→ Written problem: Render every line of the listing below as a numbered list, leaving out blank lines and the pictures.

□ □ □

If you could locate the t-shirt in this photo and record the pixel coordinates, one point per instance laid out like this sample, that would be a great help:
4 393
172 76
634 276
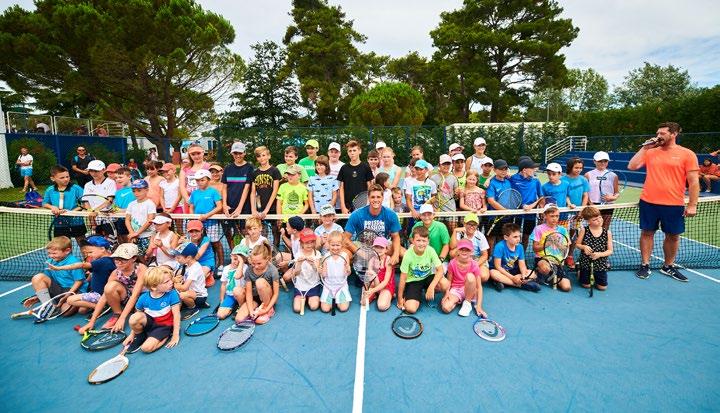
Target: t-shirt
322 188
509 259
293 198
139 213
100 269
419 267
235 178
667 170
264 181
385 222
439 236
66 278
159 308
204 200
355 179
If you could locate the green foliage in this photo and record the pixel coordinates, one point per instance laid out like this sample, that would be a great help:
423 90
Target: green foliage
388 104
43 159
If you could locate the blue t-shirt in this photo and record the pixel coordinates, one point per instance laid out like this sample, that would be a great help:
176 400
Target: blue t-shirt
509 260
385 223
577 187
66 278
123 197
204 200
101 269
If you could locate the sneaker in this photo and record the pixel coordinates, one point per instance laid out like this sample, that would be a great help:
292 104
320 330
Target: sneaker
672 272
644 272
465 309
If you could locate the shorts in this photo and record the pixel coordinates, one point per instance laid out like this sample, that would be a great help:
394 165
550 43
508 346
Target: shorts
414 289
313 292
670 218
584 277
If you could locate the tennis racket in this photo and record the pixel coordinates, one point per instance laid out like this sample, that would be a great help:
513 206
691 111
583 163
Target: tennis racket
110 369
334 270
96 340
488 329
203 325
508 199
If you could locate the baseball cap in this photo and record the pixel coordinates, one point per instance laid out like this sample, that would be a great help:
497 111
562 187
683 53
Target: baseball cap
96 165
554 167
125 251
238 147
426 208
601 156
194 224
327 209
202 173
465 244
139 184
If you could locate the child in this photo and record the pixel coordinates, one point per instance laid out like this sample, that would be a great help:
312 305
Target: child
261 288
233 277
508 262
164 242
24 162
551 218
332 265
322 188
157 315
139 215
191 283
465 282
206 201
595 244
416 273
61 197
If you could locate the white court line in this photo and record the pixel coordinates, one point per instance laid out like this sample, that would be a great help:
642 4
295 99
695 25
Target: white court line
360 362
14 290
660 259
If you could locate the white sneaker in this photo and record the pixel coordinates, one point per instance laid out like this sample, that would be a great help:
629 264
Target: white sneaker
465 309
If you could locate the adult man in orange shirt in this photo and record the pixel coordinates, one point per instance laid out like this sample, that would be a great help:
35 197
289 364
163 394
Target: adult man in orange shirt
662 201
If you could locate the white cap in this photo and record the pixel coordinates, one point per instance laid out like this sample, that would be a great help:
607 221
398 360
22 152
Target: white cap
554 167
601 156
202 173
426 208
96 165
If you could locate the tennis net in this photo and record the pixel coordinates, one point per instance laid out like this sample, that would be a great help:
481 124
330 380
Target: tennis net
26 231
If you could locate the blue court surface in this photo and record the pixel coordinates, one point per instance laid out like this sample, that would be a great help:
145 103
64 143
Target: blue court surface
645 345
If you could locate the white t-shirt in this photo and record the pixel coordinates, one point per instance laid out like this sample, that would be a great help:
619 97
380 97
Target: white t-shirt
139 213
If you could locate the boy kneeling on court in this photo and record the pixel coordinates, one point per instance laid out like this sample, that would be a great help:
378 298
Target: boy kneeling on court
418 264
157 315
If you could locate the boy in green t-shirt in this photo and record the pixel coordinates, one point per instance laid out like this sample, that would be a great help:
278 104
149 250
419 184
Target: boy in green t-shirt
416 269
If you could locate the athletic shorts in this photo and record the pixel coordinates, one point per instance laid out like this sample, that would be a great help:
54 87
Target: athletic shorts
669 218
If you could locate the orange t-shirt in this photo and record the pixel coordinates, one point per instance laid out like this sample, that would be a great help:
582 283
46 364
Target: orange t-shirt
667 171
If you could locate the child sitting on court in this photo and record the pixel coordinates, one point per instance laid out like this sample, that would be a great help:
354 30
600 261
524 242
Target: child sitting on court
508 262
465 282
233 277
157 315
595 244
421 269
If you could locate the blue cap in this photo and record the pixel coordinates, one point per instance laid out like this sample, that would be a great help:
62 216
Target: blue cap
139 184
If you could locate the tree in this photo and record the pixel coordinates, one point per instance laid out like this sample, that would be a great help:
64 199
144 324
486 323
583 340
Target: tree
388 104
653 83
156 65
496 50
322 55
269 97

□ □ □

→ Response to the task:
1. If you could locate the t-shirt in this photo and record the pixel coordinates, one point per instance laid out like this sample, that would be a great help:
2. 4 393
3. 172 76
4. 634 276
5. Target: t-shirt
6. 322 188
7. 509 259
8. 293 198
9. 139 213
10. 100 269
11. 419 267
12. 235 178
13. 667 170
14. 264 181
15. 385 222
16. 439 236
17. 66 278
18. 159 308
19. 204 200
20. 355 179
21. If you could locate the green foliage in this photo and record the pixel coordinates, one point per instance laid out like this sample, that would be a great help:
22. 423 90
23. Target: green foliage
24. 388 104
25. 43 159
26. If you could locate the blue t-shirt in this photo and record the pixel coordinates, one point per instance laid out like this sample, that would be a great help:
27. 176 400
28. Target: blue t-shirt
29. 509 260
30. 385 223
31. 577 187
32. 66 278
33. 123 197
34. 204 200
35. 101 269
36. If you could locate the sneaker in this photo and record the pixel coordinates, one point per instance laid out like this sample, that would be a great help:
37. 292 104
38. 320 330
39. Target: sneaker
40. 672 272
41. 644 272
42. 465 309
43. If you could locate the shorts in this photo and record the pixel coordinates, one point per instance laid out like this sample, that would be a great help:
44. 394 165
45. 550 43
46. 508 346
47. Target: shorts
48. 414 289
49. 313 292
50. 670 218
51. 584 277
52. If you could locate the tennis racket in this photo and record the pixel coordinates, one point per instance laid out like this sample, that would be a great help:
53. 513 206
54. 691 111
55. 583 163
56. Target: tennis racket
57. 110 369
58. 334 270
59. 96 340
60. 488 329
61. 203 325
62. 508 199
63. If you could locate the baseball cap in this photo and record the pixel coordinates, one point per instance laid out like this sample, that would be a great help:
64. 497 111
65. 562 187
66. 683 53
67. Target: baseball cap
68. 96 165
69. 554 167
70. 125 251
71. 238 147
72. 426 208
73. 601 156
74. 194 224
75. 327 209
76. 202 173
77. 465 244
78. 139 184
79. If you could locate the child in this photo and record the pixel coordinates, one point per instance laid out like this sample, that would be a great help:
80. 312 305
81. Target: child
82. 261 288
83. 233 277
84. 508 262
85. 164 242
86. 24 162
87. 551 218
88. 332 265
89. 322 188
90. 157 315
91. 139 215
92. 191 283
93. 465 282
94. 206 201
95. 595 244
96. 416 273
97. 61 197
98. If you could locate the white court line in this photo and record the pixel coordinates, one point per instance laid out like this sample, that would be a great help:
99. 642 4
100. 295 99
101. 695 25
102. Target: white court line
103. 360 362
104. 14 290
105. 660 259
106. If you could locate the white sneaker in this photo and record the pixel coordinates, one point per instance laid out like this sample, that would be a great help:
107. 629 264
108. Target: white sneaker
109. 465 309
110. If you could locate the adult man in orange shirt in this photo and record the pixel coordinates, one point per instance laid out like this sample, that would be a great help:
111. 35 197
112. 289 364
113. 163 394
114. Target: adult man in orange shirt
115. 662 201
116. If you could locate the white cap in this photo and record the pixel coordinates, one point per instance laid out like this sample, that would be a great help:
117. 607 221
118. 398 360
119. 22 152
120. Target: white cap
121. 554 167
122. 601 156
123. 202 173
124. 426 208
125. 96 165
126. If you could locate the tennis net in this photo and record the pixel coordinates, one point per instance laid out like this sample, that would be a great help:
127. 481 124
128. 330 380
129. Target: tennis net
130. 26 231
131. If you could locate the blue court surface in this photo and record the pixel coordinates, one point per instance laid out like this sample, that would be a great help:
132. 145 103
133. 64 143
134. Target: blue court surface
135. 645 345
136. If you could locate the white t-shirt in this photo and record the pixel coordinates, one point per instance laid out like this sample, that would be a great help:
137. 619 97
138. 380 97
139. Target: white t-shirt
140. 139 213
141. If you could locate the boy kneeling on court in this photo and record the pixel coordinates, one point per instance laid out like this sample, that would be a great help:
142. 378 298
143. Target: boy kneeling on court
144. 418 264
145. 157 315
146. If you could locate the boy in green t-shirt in this photo and record the pixel coordinates, one point per instance laid out like this sample, that would be a great help:
147. 278 104
148. 149 250
149. 419 184
150. Target: boy in green t-shirt
151. 416 269
152. If you could locate the athletic shorts in this photo and record the pixel coordinates, one point per instance laid out like this sample, that would be a great help:
153. 54 87
154. Target: athletic shorts
155. 669 218
156. If you could locate the orange t-shirt in this photo and record the pixel coordinates, one point per instance laid out like this sample, that would be a great help:
157. 582 283
158. 46 364
159. Target: orange t-shirt
160. 667 171
161. If you could locate the child sitting on court in this photo and record the pixel coordinates, one point per instance laid out like this sample, that would be a great help:
162. 354 30
163. 600 261
164. 524 242
165. Target: child sitting on court
166. 508 262
167. 465 282
168. 233 277
169. 157 315
170. 595 244
171. 421 269
172. If you could locate the blue cap in this photo and record the pixel coordinates, one point per instance laid out like this sample, that would be a great help:
173. 62 216
174. Target: blue cap
175. 139 184
176. If you could locate the tree in this photo and record the pixel coordinates, one point per instance laid out like this sample, that would be a great help:
177. 64 199
178. 144 324
179. 486 323
180. 583 340
181. Target: tree
182. 388 104
183. 653 83
184. 156 65
185. 496 50
186. 322 55
187. 269 97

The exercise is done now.